Upon this our assurance of acceptance rests. We have now no doubt that the satisfaction is complete. "It is finished," said Jesus triumphantly on the tree. It is surely a matter of great moment and thankfulness to have our case disposed of at once, without uncertain delays, without any possible appeals. God is satisfied, and we are justified and free.

IV. SALVATION BY SACRIFICE IS WITH A VIEW TO HOLY LIVING. The Feast of Unleavened Bread followed the Passover. Leaven was the type of self-indulgence and sin. The unleavened bread indicated how hastily they had to flee out of Egypt, and how little consideration for self there could be in their flight. Paul interprets the reference for us when he says, "Therefore let us keep the feast, not with old leaven, neither with the leaven of malice and wickedness; but with the unleavened bread of sincerity and truth" (1 Corinthians 5:8). The feast of unleavened bread symbolized, therefore, the life of holy living which succeeds our salvation. Self-righteousness reverses this Divine order. It insists on the holy living meriting the salvation; but God gives the salvation gratuitously, and respects the holy living as a matter of gratitude. We should not make the way more difficult than God has done.—R.M.E.

Deuteronomy 16:9-12

Pentecost, the Feast of Firstfruits.

Fifty days after the Passover, or a week of weeks, came the second great national festival, when offerings were presented unto God of the firstfruits of the harvest, and a people already blessed recorded their thankfulness. It was also made a celebration of the giving of the Law from Sinai, which took place, according to calculation, exactly fifty days after the Passover. In consequence of this twofold reference to the harvest and to the giving of the Law, this Pentecostal festival acquired more popularity than was to be expected. In fact, from Acts 2:1-47; it seems to have drawn Jews and proselytes from all lands. These two references suggest a moral and a typical lesson respectively from the feast.

* * * *

**Complete the following**
• a. Reproduce, word for word, the part of the commentary on the feasts that opens with the words containing "Pentecost, the Feast" and closes with "from the feast.".
• b. List every Bible reference given by book, chapter and verse in the commentary on the feasts.

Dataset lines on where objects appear
* * * *

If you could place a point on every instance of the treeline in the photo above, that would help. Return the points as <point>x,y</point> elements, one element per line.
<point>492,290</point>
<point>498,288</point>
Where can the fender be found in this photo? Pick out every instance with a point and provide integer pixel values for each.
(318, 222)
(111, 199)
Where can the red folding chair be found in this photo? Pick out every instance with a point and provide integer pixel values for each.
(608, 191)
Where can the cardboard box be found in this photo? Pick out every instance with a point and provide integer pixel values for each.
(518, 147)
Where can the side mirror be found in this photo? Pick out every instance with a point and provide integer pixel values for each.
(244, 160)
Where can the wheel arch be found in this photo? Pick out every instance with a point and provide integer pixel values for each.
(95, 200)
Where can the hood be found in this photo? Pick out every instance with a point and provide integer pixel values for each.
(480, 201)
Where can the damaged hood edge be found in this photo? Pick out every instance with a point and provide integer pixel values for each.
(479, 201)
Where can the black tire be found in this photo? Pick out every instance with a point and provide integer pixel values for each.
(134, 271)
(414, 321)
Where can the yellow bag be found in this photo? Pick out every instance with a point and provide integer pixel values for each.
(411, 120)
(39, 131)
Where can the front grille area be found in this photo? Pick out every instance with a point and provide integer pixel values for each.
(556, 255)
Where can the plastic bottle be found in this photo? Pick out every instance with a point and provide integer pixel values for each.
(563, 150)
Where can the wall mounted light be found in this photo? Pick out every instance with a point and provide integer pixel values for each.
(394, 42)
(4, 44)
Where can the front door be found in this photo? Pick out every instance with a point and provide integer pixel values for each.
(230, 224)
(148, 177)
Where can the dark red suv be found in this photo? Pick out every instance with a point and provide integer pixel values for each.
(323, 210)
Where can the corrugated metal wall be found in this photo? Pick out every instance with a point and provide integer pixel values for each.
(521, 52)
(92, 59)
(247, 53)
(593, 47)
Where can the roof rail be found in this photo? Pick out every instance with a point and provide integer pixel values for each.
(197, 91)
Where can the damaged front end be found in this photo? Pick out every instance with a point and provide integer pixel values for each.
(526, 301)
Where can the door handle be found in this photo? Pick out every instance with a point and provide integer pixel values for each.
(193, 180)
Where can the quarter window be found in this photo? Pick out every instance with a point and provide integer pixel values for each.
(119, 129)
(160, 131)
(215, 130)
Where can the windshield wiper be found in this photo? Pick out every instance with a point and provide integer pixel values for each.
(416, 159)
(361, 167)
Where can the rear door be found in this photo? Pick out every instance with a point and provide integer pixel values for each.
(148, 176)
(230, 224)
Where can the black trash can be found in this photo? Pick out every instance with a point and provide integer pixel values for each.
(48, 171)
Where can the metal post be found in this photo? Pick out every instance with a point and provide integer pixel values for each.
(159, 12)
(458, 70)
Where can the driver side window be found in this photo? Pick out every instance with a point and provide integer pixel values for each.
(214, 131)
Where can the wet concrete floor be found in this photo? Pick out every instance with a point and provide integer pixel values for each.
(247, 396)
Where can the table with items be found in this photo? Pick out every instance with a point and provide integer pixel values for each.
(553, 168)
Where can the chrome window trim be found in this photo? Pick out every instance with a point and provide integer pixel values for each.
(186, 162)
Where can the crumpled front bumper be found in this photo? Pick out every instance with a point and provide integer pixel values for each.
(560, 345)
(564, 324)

* * * *

**Task-by-task answers**
• a.
Pentecost, the Feast of Firstfruits.

Fifty days after the Passover, or a week of weeks, came the second great national festival, when offerings were presented unto God of the firstfruits of the harvest, and a people already blessed recorded their thankfulness. It was also made a celebration of the giving of the Law from Sinai, which took place, according to calculation, exactly fifty days after the Passover. In consequence of this twofold reference to the harvest and to the giving of the Law, this Pentecostal festival acquired more popularity than was to be expected. In fact, from Acts 2:1-47; it seems to have drawn Jews and proselytes from all lands. These two references suggest a moral and a typical lesson respectively from the feast.

• b.
1 Corinthians 5:8
Deuteronomy 16:9-12
Acts 2:1-47